→ **Exercise description**
Pictures do not belong in the copy; transcribe everything else in the records exactly.

→ **Supplied records**
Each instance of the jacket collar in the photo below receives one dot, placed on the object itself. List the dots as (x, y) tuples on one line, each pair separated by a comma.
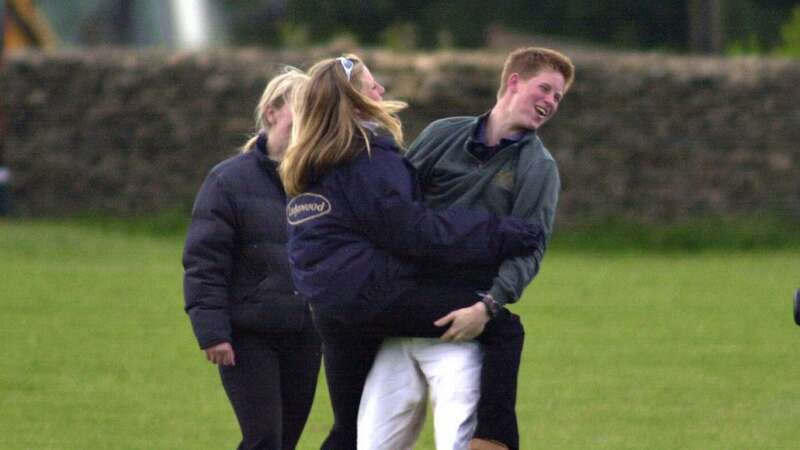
[(260, 152)]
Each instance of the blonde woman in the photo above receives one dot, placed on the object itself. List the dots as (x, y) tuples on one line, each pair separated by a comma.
[(372, 260), (239, 294)]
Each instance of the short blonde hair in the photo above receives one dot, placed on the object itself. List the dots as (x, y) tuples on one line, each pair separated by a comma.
[(528, 62), (330, 116), (277, 93)]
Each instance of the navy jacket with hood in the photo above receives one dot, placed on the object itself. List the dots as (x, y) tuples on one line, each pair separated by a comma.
[(237, 275), (361, 229)]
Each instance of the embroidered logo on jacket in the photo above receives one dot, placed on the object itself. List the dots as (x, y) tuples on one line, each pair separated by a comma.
[(504, 179), (307, 207)]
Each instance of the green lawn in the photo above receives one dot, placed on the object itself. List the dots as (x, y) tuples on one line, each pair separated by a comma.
[(623, 350)]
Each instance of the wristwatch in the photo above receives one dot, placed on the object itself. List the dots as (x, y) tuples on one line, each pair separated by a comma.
[(492, 307)]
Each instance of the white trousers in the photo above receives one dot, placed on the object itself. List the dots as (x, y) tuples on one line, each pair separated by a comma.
[(405, 372)]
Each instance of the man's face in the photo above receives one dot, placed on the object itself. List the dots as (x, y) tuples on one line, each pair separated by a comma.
[(535, 100)]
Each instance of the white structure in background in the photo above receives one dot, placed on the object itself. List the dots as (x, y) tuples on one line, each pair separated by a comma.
[(191, 23), (184, 24)]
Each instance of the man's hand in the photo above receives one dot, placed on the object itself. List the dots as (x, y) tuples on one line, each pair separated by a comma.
[(465, 323), (221, 354)]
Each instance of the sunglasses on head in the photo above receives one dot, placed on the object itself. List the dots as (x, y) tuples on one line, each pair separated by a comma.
[(347, 65)]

→ **Answer section**
Each instance of the jacket collar in the photo below receives one dot, placed on the object itself. List the dots as (x, y) tuples on one line, each pair separated by a comma.
[(260, 152)]
Each instance of the blonde woman in the photo above receives one dot, placed on the object itself. List the dots as (x, y) tuples on one line, each pair separated by a comma.
[(372, 260), (239, 294)]
Each instance of the short blonde hair in the photo above receives one dot, placed on the object itself. List the dots as (x, y) tuples on one line, each pair separated by a comma.
[(528, 62), (330, 116), (277, 93)]
Each instance of the navy jacket with hood in the photo above receives one dot, placed on the object itself. List the dots as (x, y) tuples on one line, each pair separated by a comma.
[(237, 275), (361, 229)]
Each instance of the embroidered logo on jacket in the photo above receives one dot, placed on the object itself. List the dots as (x, y) tuples on one line, each pair separated by a comma.
[(504, 179), (307, 207)]
Each instance of the green lawn in the photo above receives one dot, placed on the object itself. List the dots as (x, y) tuples on one line, each pair separated by a comma.
[(623, 350)]
Each instance of the wristwatch in the photo above receives one dot, placed on the object itself. List the dots as (x, y) tuples on one line, each pair separated by a comma.
[(492, 307)]
Each instance of the white trousers in the photo above receives one dot, placed on the object itself. List the dots as (x, y) tuples on one line, each pair separated by a comma.
[(405, 372)]
Each instance of the man's face in the photo above receives one dot, placed on the object itself. List the dots as (x, y) tuples on one line, each pair separated by a comma.
[(535, 100)]
Each instance of the white structure in background in the photo above receives one dot, placed on the object itself. List the dots as (x, y) tuples on one line, each pair separated by a comma.
[(191, 23), (184, 24)]
Each instance of the man's hand in the photo above receives one dot, placed on the object itself. List the dots as (x, y) tuples on one line, each pair separated by a comma.
[(465, 323), (221, 354)]
Each instance of the sunglasses on head in the photo above receives one dot, placed on the object itself. List the dots as (x, y) tuples on one line, each pair separated by a comma.
[(347, 65)]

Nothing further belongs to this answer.